Rewrite the records below with "front leg" changed to "foreleg", keeping all other text the same, and leave the pictures out of your answer.

**RECORDS FOR THIS TASK:**
*****

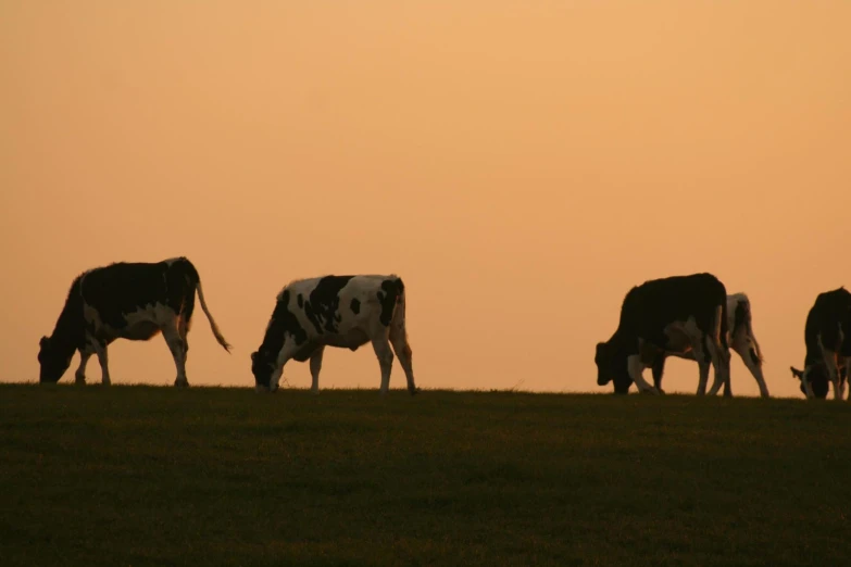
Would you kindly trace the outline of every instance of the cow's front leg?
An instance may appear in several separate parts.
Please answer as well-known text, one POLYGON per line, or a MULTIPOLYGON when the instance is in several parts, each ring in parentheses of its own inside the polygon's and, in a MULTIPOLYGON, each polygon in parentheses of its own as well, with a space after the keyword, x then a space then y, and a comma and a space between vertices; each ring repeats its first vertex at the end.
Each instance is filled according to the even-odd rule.
POLYGON ((653 386, 655 386, 656 390, 659 390, 659 393, 665 393, 665 391, 662 389, 662 376, 665 374, 664 353, 656 356, 656 358, 653 361, 651 370, 653 373, 653 386))
POLYGON ((186 349, 184 348, 184 340, 180 338, 176 326, 168 325, 162 329, 162 332, 163 339, 165 339, 165 343, 172 352, 174 366, 177 368, 177 378, 175 378, 174 385, 178 388, 186 388, 189 386, 189 380, 186 379, 186 349))
POLYGON ((90 351, 79 351, 79 366, 77 371, 74 373, 74 383, 77 386, 86 385, 86 365, 89 362, 92 353, 90 351))
POLYGON ((659 393, 659 390, 654 386, 650 386, 649 383, 647 383, 647 381, 644 380, 644 377, 641 376, 644 367, 641 364, 641 355, 640 354, 638 354, 638 353, 630 354, 626 358, 626 365, 627 365, 627 370, 629 371, 629 378, 633 379, 633 381, 635 382, 635 385, 638 388, 639 392, 641 392, 641 393, 650 392, 650 393, 654 393, 654 394, 659 393))
POLYGON ((698 392, 697 395, 706 395, 706 386, 709 386, 709 370, 712 364, 702 356, 698 358, 698 392))
POLYGON ((804 371, 801 375, 801 385, 803 385, 803 387, 804 387, 804 396, 808 400, 812 400, 813 396, 815 395, 813 393, 813 385, 810 383, 810 374, 811 374, 812 369, 813 369, 813 365, 812 364, 806 365, 806 366, 804 366, 804 371))
POLYGON ((836 364, 837 361, 837 353, 825 349, 824 344, 822 346, 822 358, 825 363, 825 368, 827 368, 827 376, 830 379, 830 383, 834 385, 834 400, 841 400, 842 399, 842 387, 839 385, 839 368, 836 364))
POLYGON ((107 353, 107 343, 96 342, 95 352, 98 354, 98 362, 100 363, 100 381, 103 386, 110 386, 112 380, 110 379, 110 357, 107 353))
POLYGON ((314 394, 320 393, 320 370, 322 370, 322 355, 325 346, 320 346, 310 357, 310 391, 314 394))
POLYGON ((390 349, 390 341, 383 336, 373 339, 373 349, 375 356, 378 357, 378 364, 381 367, 381 393, 386 394, 390 389, 390 370, 393 367, 393 351, 390 349))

*****

**WORKED ANSWER:**
Would you kindly trace the outline of every instance of the cow's foreleg?
An instance may appear in several separate parts.
Please answer as well-known text, one POLYGON per line, or a MULTIPOLYGON when the instance is in several parts, each ring in parentheses of its own inside the polygon's and, in a MULTIPOLYGON, each polygon in parentheses of its own as well, with a space after the keyword, x then a space then y, and a comma and a space between vertices; each ring repeats its first vertex at the end.
Each instance is filled according to the even-odd rule.
POLYGON ((653 386, 655 386, 656 390, 659 390, 659 393, 665 393, 665 391, 662 389, 662 376, 665 374, 664 353, 656 356, 656 358, 653 361, 651 370, 653 373, 653 386))
POLYGON ((186 349, 184 348, 184 340, 180 338, 176 326, 168 325, 162 329, 162 332, 163 339, 165 339, 165 343, 172 352, 174 366, 177 368, 177 378, 175 378, 174 385, 178 388, 186 388, 189 386, 189 380, 186 379, 186 349))
POLYGON ((90 351, 79 351, 79 366, 77 371, 74 373, 74 383, 77 386, 86 385, 86 365, 89 362, 92 353, 90 351))
POLYGON ((659 393, 659 390, 654 386, 650 386, 649 383, 647 383, 647 381, 644 380, 644 377, 641 376, 644 367, 641 364, 641 355, 640 354, 638 354, 638 353, 630 354, 626 358, 626 365, 627 365, 627 370, 629 371, 629 378, 633 379, 633 381, 635 382, 635 385, 638 388, 639 392, 641 392, 641 393, 650 392, 650 393, 654 393, 654 394, 659 393))
POLYGON ((698 392, 697 395, 706 395, 706 386, 709 386, 709 370, 712 364, 702 356, 698 358, 698 392))
POLYGON ((804 371, 801 375, 801 385, 803 385, 803 387, 804 387, 804 396, 808 400, 812 400, 813 396, 815 395, 813 393, 813 385, 810 383, 810 374, 811 374, 812 369, 813 369, 813 365, 812 364, 806 365, 806 366, 804 366, 804 371))
POLYGON ((836 364, 837 361, 837 353, 825 349, 824 344, 822 346, 822 358, 825 363, 825 368, 827 368, 827 376, 830 379, 830 383, 834 385, 834 400, 841 400, 842 399, 842 387, 839 385, 839 368, 836 364))
POLYGON ((107 353, 107 343, 96 342, 95 352, 98 354, 98 362, 100 363, 100 381, 103 386, 110 386, 112 380, 110 379, 110 357, 107 353))
POLYGON ((314 394, 320 393, 320 370, 322 370, 322 355, 325 346, 320 346, 310 357, 310 391, 314 394))
POLYGON ((390 349, 390 341, 383 336, 373 339, 373 349, 375 356, 378 357, 378 364, 381 367, 381 393, 386 394, 390 389, 390 370, 393 367, 393 351, 390 349))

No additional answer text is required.